* **Texto de apoio**

São Paulo, 16 de julho de 2022

Ex - Amiga,

Entre amigos, as diferenças são bem vindas, os modos de pensar não precisam ser idênticos. 
Você torce Fortaleza; eu, Ceará. Você se diz conservadora; eu sou progressista. Você é de direita; eu, de esquerda. Até aí tudo bem. As assimetrias nunca impediram nossos abraços a cada reencontro.
Mas, convenhamos, há de se ter o mínimo de humanidade, uma dose que seja de compaixão para com a dor e a tragédia alheias. Você se diz cristã, cidadã de bem. Deus me livre desse seu cristianismo e da sua benquerença.

* **Atividades**
- a) Na carta, para qual time torce a ex-amiga?
- b) Explique por que, segundo a carta, as diferenças de time e de posição política entre quem escreve e a destinatária não eram um problema.

* **Trechos da listagem**
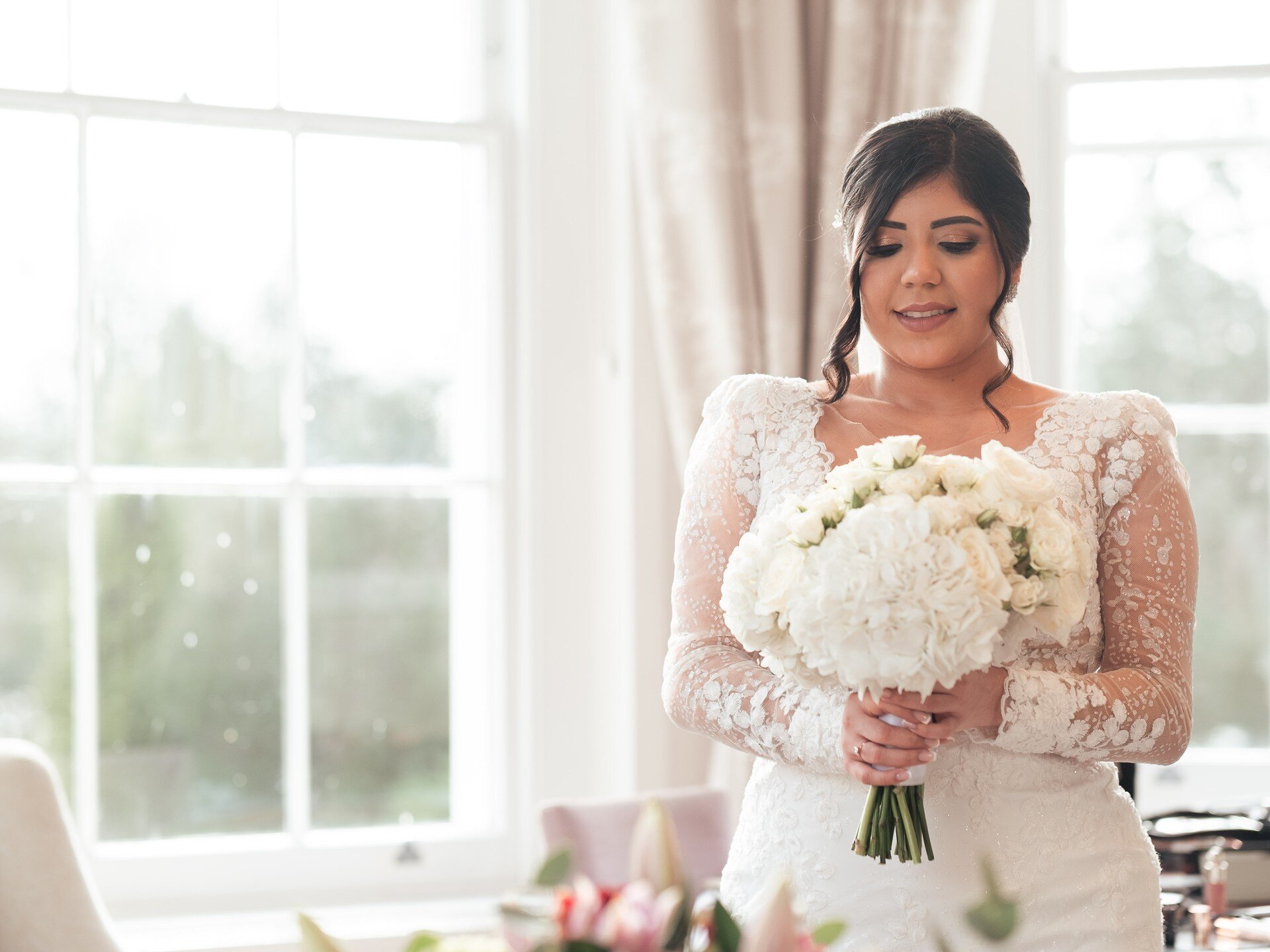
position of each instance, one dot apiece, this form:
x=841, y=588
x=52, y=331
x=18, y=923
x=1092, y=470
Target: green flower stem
x=913, y=848
x=893, y=823
x=921, y=816
x=864, y=832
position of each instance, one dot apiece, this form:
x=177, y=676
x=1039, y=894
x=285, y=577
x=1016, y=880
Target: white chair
x=48, y=903
x=600, y=832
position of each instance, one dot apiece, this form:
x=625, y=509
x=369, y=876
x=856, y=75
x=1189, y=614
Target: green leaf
x=828, y=932
x=996, y=917
x=677, y=928
x=556, y=869
x=727, y=932
x=313, y=938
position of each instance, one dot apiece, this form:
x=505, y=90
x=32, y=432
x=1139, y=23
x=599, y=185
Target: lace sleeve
x=710, y=683
x=1138, y=705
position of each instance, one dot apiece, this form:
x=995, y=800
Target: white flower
x=892, y=452
x=808, y=527
x=910, y=483
x=945, y=513
x=1025, y=594
x=958, y=474
x=1000, y=539
x=1017, y=477
x=1052, y=543
x=984, y=561
x=779, y=578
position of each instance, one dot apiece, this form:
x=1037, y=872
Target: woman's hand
x=974, y=701
x=867, y=738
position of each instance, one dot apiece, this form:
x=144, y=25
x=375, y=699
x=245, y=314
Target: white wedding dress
x=1039, y=795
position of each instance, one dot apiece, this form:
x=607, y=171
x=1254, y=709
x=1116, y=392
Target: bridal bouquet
x=902, y=571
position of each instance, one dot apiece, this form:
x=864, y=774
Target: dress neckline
x=831, y=461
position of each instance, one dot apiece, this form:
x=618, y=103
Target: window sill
x=380, y=927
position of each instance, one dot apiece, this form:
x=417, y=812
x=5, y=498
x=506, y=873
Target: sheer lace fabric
x=1039, y=786
x=1119, y=691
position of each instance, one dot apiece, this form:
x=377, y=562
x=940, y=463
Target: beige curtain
x=742, y=116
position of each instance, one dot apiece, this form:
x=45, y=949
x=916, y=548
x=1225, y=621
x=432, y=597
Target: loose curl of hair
x=911, y=150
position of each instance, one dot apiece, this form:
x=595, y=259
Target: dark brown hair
x=911, y=150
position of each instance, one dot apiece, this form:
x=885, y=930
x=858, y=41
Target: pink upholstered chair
x=600, y=832
x=48, y=900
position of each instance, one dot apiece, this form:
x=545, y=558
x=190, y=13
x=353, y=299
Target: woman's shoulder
x=1126, y=412
x=747, y=394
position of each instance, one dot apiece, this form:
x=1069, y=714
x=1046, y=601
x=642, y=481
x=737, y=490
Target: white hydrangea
x=906, y=571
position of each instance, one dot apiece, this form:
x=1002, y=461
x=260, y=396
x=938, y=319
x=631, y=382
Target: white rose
x=1014, y=513
x=984, y=561
x=1025, y=594
x=779, y=578
x=807, y=527
x=905, y=483
x=1017, y=477
x=892, y=454
x=947, y=514
x=1052, y=542
x=959, y=474
x=1000, y=539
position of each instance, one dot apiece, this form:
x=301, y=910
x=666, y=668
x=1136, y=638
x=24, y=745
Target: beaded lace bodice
x=1119, y=691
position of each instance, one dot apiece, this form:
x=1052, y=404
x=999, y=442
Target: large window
x=1166, y=235
x=249, y=483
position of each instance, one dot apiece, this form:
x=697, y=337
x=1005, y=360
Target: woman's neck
x=940, y=391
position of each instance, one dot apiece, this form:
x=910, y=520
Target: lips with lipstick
x=926, y=315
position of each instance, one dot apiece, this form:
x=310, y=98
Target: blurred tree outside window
x=234, y=408
x=1166, y=225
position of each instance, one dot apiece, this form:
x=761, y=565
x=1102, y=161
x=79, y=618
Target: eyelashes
x=958, y=248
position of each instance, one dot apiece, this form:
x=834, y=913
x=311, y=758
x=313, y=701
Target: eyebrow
x=937, y=222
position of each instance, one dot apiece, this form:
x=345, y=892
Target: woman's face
x=933, y=252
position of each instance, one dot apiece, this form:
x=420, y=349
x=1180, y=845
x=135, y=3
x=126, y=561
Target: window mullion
x=81, y=541
x=295, y=561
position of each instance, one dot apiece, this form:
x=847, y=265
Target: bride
x=937, y=221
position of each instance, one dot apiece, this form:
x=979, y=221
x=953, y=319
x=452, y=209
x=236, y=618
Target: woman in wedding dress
x=937, y=218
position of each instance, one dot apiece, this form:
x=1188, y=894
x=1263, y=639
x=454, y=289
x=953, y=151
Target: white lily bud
x=656, y=848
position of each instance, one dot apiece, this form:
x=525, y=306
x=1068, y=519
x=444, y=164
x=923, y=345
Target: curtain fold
x=741, y=118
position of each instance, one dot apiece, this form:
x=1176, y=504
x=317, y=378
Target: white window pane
x=1169, y=111
x=190, y=231
x=397, y=59
x=1166, y=273
x=385, y=254
x=190, y=643
x=212, y=51
x=1232, y=681
x=1133, y=34
x=36, y=625
x=33, y=45
x=379, y=623
x=38, y=286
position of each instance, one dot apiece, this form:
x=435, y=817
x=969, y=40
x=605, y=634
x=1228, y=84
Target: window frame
x=1188, y=777
x=482, y=848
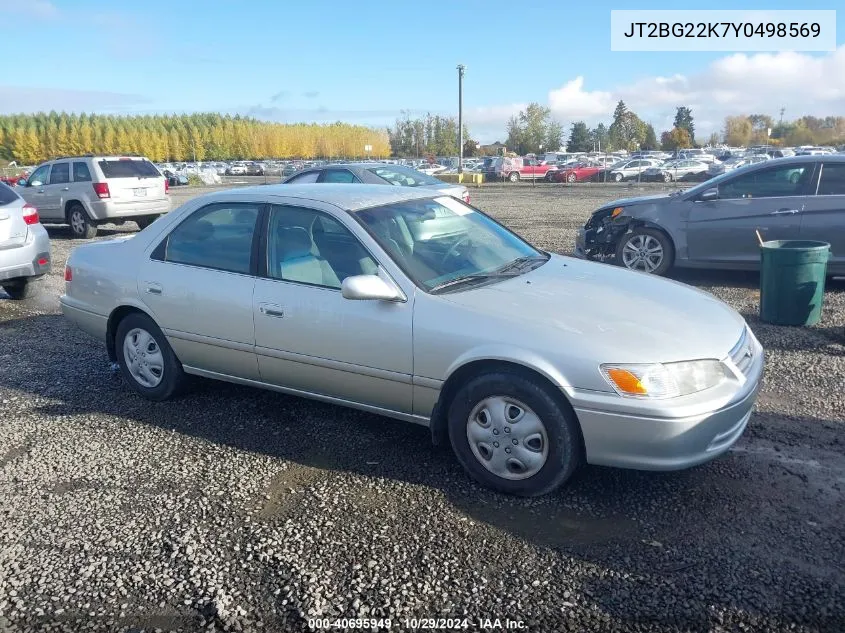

* **Respostas por tarefa**
- a) Fortaleza.

- b) Entre amigos, as diferenças são bem-vindas e os modos de pensar não precisam ser idênticos. Além disso, essas assimetrias nunca impediram os abraços a cada reencontro.